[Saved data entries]
------------------------------------------------------------------------

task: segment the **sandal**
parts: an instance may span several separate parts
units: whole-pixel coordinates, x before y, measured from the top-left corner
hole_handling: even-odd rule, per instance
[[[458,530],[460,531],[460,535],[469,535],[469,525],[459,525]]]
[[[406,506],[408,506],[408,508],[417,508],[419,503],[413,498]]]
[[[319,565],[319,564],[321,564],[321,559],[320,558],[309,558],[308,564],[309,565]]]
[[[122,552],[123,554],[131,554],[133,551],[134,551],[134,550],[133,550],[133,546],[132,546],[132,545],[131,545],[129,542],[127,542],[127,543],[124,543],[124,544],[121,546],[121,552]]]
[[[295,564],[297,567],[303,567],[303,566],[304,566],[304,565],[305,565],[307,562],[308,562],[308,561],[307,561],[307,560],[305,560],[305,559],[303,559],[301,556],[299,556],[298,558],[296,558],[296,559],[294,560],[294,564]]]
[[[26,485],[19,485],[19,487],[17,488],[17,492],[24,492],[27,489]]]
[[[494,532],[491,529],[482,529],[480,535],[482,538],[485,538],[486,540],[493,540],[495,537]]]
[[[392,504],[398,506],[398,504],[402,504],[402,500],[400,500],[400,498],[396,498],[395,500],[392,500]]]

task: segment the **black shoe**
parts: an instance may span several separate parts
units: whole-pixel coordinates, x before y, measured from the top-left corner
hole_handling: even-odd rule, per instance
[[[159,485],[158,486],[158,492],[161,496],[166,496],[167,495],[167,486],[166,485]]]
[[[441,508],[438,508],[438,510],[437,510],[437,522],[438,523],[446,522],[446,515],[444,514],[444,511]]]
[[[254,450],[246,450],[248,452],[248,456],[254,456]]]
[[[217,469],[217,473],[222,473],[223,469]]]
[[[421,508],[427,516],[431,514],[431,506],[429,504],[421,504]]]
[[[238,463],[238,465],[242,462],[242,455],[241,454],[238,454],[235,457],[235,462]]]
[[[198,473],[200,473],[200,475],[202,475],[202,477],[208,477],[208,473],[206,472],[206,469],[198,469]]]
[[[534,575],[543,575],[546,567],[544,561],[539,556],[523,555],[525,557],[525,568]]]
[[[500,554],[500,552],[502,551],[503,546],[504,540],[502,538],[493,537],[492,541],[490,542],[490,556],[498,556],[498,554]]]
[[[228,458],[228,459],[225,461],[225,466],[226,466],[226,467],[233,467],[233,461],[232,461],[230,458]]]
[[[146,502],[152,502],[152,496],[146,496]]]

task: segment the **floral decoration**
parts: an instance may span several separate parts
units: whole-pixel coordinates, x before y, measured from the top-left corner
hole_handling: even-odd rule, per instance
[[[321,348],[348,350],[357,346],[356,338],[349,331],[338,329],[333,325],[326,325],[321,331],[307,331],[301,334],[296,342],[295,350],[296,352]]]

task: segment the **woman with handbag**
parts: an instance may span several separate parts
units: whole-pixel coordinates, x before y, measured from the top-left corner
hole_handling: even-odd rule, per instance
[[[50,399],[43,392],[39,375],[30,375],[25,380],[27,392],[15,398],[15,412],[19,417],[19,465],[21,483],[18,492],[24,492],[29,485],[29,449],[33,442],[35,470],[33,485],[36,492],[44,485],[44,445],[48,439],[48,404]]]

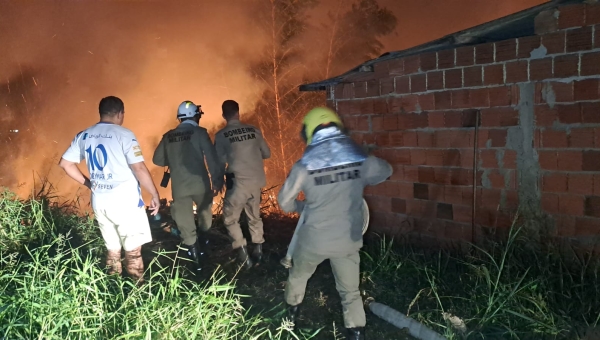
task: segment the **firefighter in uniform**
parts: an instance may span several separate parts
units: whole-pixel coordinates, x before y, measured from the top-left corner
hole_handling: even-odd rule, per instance
[[[311,110],[301,135],[307,143],[277,197],[285,212],[303,212],[297,231],[285,300],[292,322],[304,298],[306,283],[329,259],[343,307],[347,339],[364,339],[365,311],[359,292],[363,189],[392,174],[386,161],[368,156],[343,132],[342,122],[327,108]],[[304,192],[305,200],[297,199]]]
[[[202,114],[200,106],[193,102],[181,103],[177,110],[180,124],[163,135],[152,158],[154,164],[170,168],[173,196],[171,215],[181,231],[187,255],[197,270],[202,269],[201,257],[208,250],[208,239],[200,237],[199,240],[193,203],[196,204],[202,236],[212,224],[213,193],[223,187],[223,172],[214,146],[206,129],[198,125]]]
[[[260,262],[265,241],[260,218],[261,188],[266,185],[263,160],[271,156],[271,151],[259,129],[240,122],[237,102],[226,100],[222,109],[227,125],[215,135],[215,147],[221,166],[227,167],[223,219],[232,240],[231,245],[237,249],[238,262],[250,268],[253,260],[248,256],[239,219],[242,210],[245,210],[254,244],[252,257]]]

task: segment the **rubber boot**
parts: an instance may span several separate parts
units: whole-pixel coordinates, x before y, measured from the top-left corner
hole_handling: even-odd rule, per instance
[[[254,249],[252,249],[252,257],[256,264],[259,264],[262,260],[263,251],[262,251],[262,243],[257,243],[254,245]]]
[[[193,265],[194,265],[194,270],[196,271],[200,271],[202,270],[202,264],[200,261],[200,251],[198,249],[198,241],[196,240],[196,243],[194,243],[191,246],[186,245],[186,255],[187,257],[192,260]]]
[[[346,340],[365,340],[364,327],[348,328],[347,331]]]
[[[254,263],[252,263],[252,259],[248,256],[248,248],[246,246],[241,246],[237,249],[238,258],[237,261],[240,265],[243,265],[246,269],[252,268]]]
[[[198,233],[198,250],[200,251],[200,260],[206,262],[210,257],[210,243],[208,241],[208,233],[200,232]]]
[[[144,283],[144,261],[142,259],[142,247],[125,252],[125,270],[138,286]]]
[[[108,275],[121,275],[121,249],[107,251],[106,266],[108,267]]]
[[[287,318],[293,324],[292,330],[294,330],[296,328],[296,325],[298,322],[299,310],[300,310],[300,305],[295,305],[295,306],[288,305]]]

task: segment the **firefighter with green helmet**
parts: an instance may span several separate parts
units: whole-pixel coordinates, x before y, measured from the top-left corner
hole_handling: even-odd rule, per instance
[[[212,225],[213,197],[223,187],[223,172],[215,148],[206,129],[198,125],[202,114],[199,105],[189,100],[182,102],[177,109],[180,124],[163,135],[152,158],[154,164],[170,169],[171,215],[196,270],[202,269],[202,255],[208,251],[205,232]],[[201,235],[197,234],[194,204]]]
[[[285,212],[303,212],[297,230],[285,300],[296,324],[308,279],[317,266],[329,260],[343,307],[347,339],[365,339],[365,311],[359,291],[359,250],[363,245],[363,190],[392,174],[385,160],[365,154],[343,130],[338,115],[315,108],[303,120],[307,144],[279,194]],[[305,199],[297,199],[300,192]]]

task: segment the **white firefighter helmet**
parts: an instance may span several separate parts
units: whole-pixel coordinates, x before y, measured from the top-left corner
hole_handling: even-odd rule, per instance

------------------------------------------------------------------------

* What is expected *
Without the pictures, return all the entries above exactly as they stand.

* Result of the task *
task: segment the **sandal**
parts: an instance may span several separate parts
units: whole-pixel coordinates, x before y, measured from the top-left corner
hole_handling: even-odd rule, per instance
[[[458,530],[460,531],[460,535],[469,535],[469,525],[459,525]]]
[[[406,506],[408,506],[408,508],[417,508],[419,503],[413,498]]]
[[[319,565],[319,564],[321,564],[321,559],[320,558],[309,558],[308,564],[309,565]]]
[[[122,552],[123,554],[131,554],[133,551],[134,551],[134,550],[133,550],[133,546],[132,546],[132,545],[131,545],[129,542],[127,542],[127,543],[124,543],[124,544],[121,546],[121,552]]]
[[[295,564],[297,567],[303,567],[303,566],[304,566],[304,565],[305,565],[307,562],[308,562],[308,561],[307,561],[307,560],[305,560],[305,559],[303,559],[301,556],[299,556],[298,558],[296,558],[296,559],[294,560],[294,564]]]
[[[26,485],[19,485],[19,487],[17,488],[17,492],[24,492],[27,489]]]
[[[494,532],[491,529],[482,529],[480,535],[482,538],[485,538],[486,540],[493,540],[495,537]]]
[[[392,504],[398,506],[398,504],[402,504],[402,500],[400,500],[400,498],[396,498],[395,500],[392,500]]]

task: segment the **black shoe**
parts: an instance may span several separate parts
units: whole-pixel coordinates, x before y, measured from the top-left corner
hole_handling: even-odd rule, per instance
[[[159,485],[158,486],[158,492],[161,496],[166,496],[167,495],[167,486],[166,485]]]
[[[441,508],[438,508],[438,510],[437,510],[437,522],[438,523],[446,522],[446,515],[444,514],[444,511]]]
[[[254,450],[246,450],[248,452],[248,456],[254,456]]]
[[[217,469],[217,473],[222,473],[223,469]]]
[[[421,508],[427,516],[431,514],[431,506],[429,504],[421,504]]]
[[[238,463],[238,465],[242,462],[242,455],[241,454],[238,454],[235,457],[235,462]]]
[[[198,473],[200,473],[200,475],[202,475],[202,477],[208,477],[208,473],[206,472],[206,469],[198,469]]]
[[[534,575],[543,575],[546,567],[544,561],[539,556],[523,555],[525,557],[525,568]]]
[[[500,554],[500,552],[502,551],[503,546],[504,540],[502,538],[493,537],[492,541],[490,542],[490,556],[498,556],[498,554]]]
[[[228,458],[228,459],[225,461],[225,466],[226,466],[226,467],[233,467],[233,461],[232,461],[230,458]]]
[[[146,502],[152,502],[152,496],[146,496]]]

task: segment the **floral decoration**
parts: an instance may span several separate parts
units: whole-pixel coordinates, x before y, measured from the top-left corner
hole_handling: even-odd rule, per instance
[[[321,348],[348,350],[357,346],[356,338],[349,331],[338,329],[333,325],[326,325],[321,331],[307,331],[301,334],[296,342],[295,350],[296,352]]]

task: segment the **woman with handbag**
parts: an instance may span several separate parts
units: whole-pixel coordinates, x before y, measured from the top-left corner
hole_handling: even-odd rule, per instance
[[[50,399],[43,392],[39,375],[30,375],[25,380],[27,392],[15,398],[15,412],[19,417],[19,465],[21,483],[18,492],[24,492],[29,485],[29,449],[33,442],[35,470],[33,485],[36,492],[44,485],[44,445],[48,439],[48,404]]]

task: segment the **firefighter in uniform**
parts: an instance may span several separate parts
units: whole-pixel coordinates, x before y, measured from the top-left corner
hole_handling: even-odd rule, per instance
[[[311,110],[301,135],[307,143],[277,197],[285,212],[303,212],[297,231],[285,300],[292,322],[304,298],[306,283],[329,259],[343,307],[347,339],[364,339],[365,311],[359,292],[363,189],[392,174],[386,161],[368,156],[343,132],[342,122],[327,108]],[[304,192],[305,200],[297,199]]]
[[[202,114],[200,106],[193,102],[181,103],[177,110],[180,124],[163,135],[152,158],[154,164],[170,168],[173,196],[171,215],[181,231],[187,255],[197,270],[202,269],[201,257],[208,250],[208,239],[200,237],[199,240],[193,203],[196,204],[202,236],[212,224],[213,193],[223,187],[223,172],[214,146],[206,129],[198,125]]]
[[[260,262],[265,241],[260,218],[261,188],[266,185],[263,160],[271,156],[271,151],[259,129],[240,122],[237,102],[226,100],[222,109],[227,125],[215,135],[215,147],[221,166],[227,167],[223,219],[232,240],[231,245],[237,249],[238,262],[250,268],[253,260],[248,256],[239,219],[242,210],[245,210],[254,244],[252,257]]]

task: segment the **rubber boot**
parts: an instance may span several separate parts
units: whole-pixel coordinates, x before y, measured from the top-left corner
hole_handling: even-odd rule, per instance
[[[254,249],[252,249],[252,257],[256,264],[259,264],[262,260],[263,251],[262,251],[262,243],[257,243],[254,245]]]
[[[193,265],[194,265],[194,270],[196,271],[200,271],[202,270],[202,264],[200,261],[200,251],[198,249],[198,241],[196,240],[196,243],[194,243],[191,246],[186,245],[186,255],[187,257],[192,260]]]
[[[346,340],[365,340],[364,327],[348,328],[347,331]]]
[[[254,263],[252,263],[252,259],[248,256],[248,248],[246,246],[241,246],[237,249],[238,258],[237,261],[240,265],[243,265],[246,269],[252,268]]]
[[[198,233],[198,250],[200,251],[200,260],[206,262],[210,257],[210,243],[208,241],[208,233],[200,232]]]
[[[144,283],[144,261],[142,259],[142,247],[125,252],[125,270],[138,286]]]
[[[108,275],[121,275],[121,249],[107,251],[106,266],[108,267]]]
[[[287,318],[293,324],[292,330],[294,330],[296,328],[296,325],[298,322],[299,310],[300,310],[300,305],[295,305],[295,306],[288,305]]]

task: segment the **firefighter with green helmet**
parts: an instance may span several separate parts
units: whole-pixel coordinates, x before y, measured from the top-left corner
hole_handling: even-odd rule, per instance
[[[212,225],[213,197],[223,187],[223,172],[215,148],[206,129],[198,125],[202,114],[199,105],[189,100],[182,102],[177,109],[180,124],[163,135],[152,158],[154,164],[170,169],[171,215],[196,270],[202,269],[202,255],[208,251],[205,232]],[[201,235],[197,234],[194,204]]]
[[[285,212],[303,212],[297,230],[285,300],[296,324],[308,279],[317,266],[329,260],[343,307],[347,339],[365,339],[365,311],[359,291],[359,250],[363,245],[363,190],[392,174],[385,160],[365,154],[343,130],[338,115],[315,108],[303,120],[307,144],[279,194]],[[305,199],[297,199],[300,192]]]

task: segment the **white firefighter helmet**
parts: an instance may span several separate parts
units: whole-pixel coordinates, x before y, measured from the top-left corner
hole_handling: even-odd rule, per instance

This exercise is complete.